*Selected passage*
Included under the umbrella of Deep Politics are the major assassinations of the 1960s — those of John Kennedy, Robert Kennedy, Martin Luther King Jr. and Malcolm X. Poll after poll has indicated that most Americans believe there was a conspiracy to kill President Kennedy, but even today many apparently have not reasoned beyond the fact that there is something fishy about the “official” version in order to understand this murder in its fullest context. It behooves us to inquire more deeply into this historically critical event. Before I go any further, however, let me assert here—and I do so quite confidently—that anyone who still buys into the government version of events regarding, for example, the assassinations of John and Robert Kennedy, is either not looking carefully enough, or is not really familiar with the case.


A suggestive point of departure for such an inquiry are the parallels between the 2016 election and that of 1968. In the wake of the assassination of Martin Luther King in April of 1968, racial tensions were high and a presidential primary season was in full swing. Opposition towards the Vietnam War was strong and one candidate in particular represented the last best hope for minorities, anti-war voters, and the middle, as well as lower classes. That candidate was Robert Kennedy, and by the early morning of June 5th, it was becoming clear that he would likely be the Democratic candidate to run against Richard Nixon in the general election. Within a matter of moments of making his victory speech for the California primary, Robert Kennedy was assassinated when he walked into the kitchen pantry of the Ambassador Hotel in Los Angeles. In those moments, the Sixties ended—and so did the populist hopes and dreams for a new era.

*Stated goal A*
Rewrite the passage on the 1960s assassinations from the words "Included under the" through "with the case.", putting "Hidden Politics" in place of "Deep Politics".
*Stated goal B*
State how many lines of the listing contain the string "shelf", with case counting, and give only the number.

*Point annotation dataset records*
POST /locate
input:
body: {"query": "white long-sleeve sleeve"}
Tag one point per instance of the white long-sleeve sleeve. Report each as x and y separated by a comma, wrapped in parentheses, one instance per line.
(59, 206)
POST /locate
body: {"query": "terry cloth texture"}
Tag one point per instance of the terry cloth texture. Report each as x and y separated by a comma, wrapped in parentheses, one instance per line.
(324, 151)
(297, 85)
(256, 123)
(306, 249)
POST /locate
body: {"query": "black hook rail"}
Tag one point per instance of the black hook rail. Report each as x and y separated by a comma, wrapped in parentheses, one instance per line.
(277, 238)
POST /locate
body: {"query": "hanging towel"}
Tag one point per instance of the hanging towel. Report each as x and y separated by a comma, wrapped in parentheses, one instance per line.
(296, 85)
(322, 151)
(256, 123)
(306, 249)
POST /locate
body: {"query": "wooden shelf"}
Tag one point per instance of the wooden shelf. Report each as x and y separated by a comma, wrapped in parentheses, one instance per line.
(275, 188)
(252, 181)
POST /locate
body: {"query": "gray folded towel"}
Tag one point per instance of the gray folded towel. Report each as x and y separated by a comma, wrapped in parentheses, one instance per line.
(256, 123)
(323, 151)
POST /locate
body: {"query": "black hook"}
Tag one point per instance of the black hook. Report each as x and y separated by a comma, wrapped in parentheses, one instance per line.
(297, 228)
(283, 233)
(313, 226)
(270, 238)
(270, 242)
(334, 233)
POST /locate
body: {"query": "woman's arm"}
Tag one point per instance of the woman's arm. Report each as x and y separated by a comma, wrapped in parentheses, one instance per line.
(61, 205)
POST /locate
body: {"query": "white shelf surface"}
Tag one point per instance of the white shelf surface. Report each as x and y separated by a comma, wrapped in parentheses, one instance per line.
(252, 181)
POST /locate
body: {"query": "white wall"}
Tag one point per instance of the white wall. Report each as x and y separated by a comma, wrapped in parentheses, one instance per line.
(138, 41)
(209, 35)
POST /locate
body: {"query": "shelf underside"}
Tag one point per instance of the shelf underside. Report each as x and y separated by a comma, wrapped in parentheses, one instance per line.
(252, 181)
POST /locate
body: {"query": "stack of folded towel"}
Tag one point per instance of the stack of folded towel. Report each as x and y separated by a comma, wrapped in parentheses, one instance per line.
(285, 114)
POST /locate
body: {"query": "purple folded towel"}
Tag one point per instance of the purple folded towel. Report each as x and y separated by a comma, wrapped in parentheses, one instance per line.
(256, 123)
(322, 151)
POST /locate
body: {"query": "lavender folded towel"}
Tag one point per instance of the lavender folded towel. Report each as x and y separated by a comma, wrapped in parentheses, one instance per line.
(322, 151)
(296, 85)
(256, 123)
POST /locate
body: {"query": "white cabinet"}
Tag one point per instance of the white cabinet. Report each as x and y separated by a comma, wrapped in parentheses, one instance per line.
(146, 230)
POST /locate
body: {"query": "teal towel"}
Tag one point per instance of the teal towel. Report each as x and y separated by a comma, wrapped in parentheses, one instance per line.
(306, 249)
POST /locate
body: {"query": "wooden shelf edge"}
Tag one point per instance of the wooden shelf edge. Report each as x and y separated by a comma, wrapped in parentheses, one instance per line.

*Full output A*
Included under the umbrella of Hidden Politics are the major assassinations of the 1960s — those of John Kennedy, Robert Kennedy, Martin Luther King Jr. and Malcolm X. Poll after poll has indicated that most Americans believe there was a conspiracy to kill President Kennedy, but even today many apparently have not reasoned beyond the fact that there is something fishy about the “official” version in order to understand this murder in its fullest context. It behooves us to inquire more deeply into this historically critical event. Before I go any further, however, let me assert here—and I do so quite confidently—that anyone who still buys into the government version of events regarding, for example, the assassinations of John and Robert Kennedy, is either not looking carefully enough, or is not really familiar with the case.

*Full output B*
8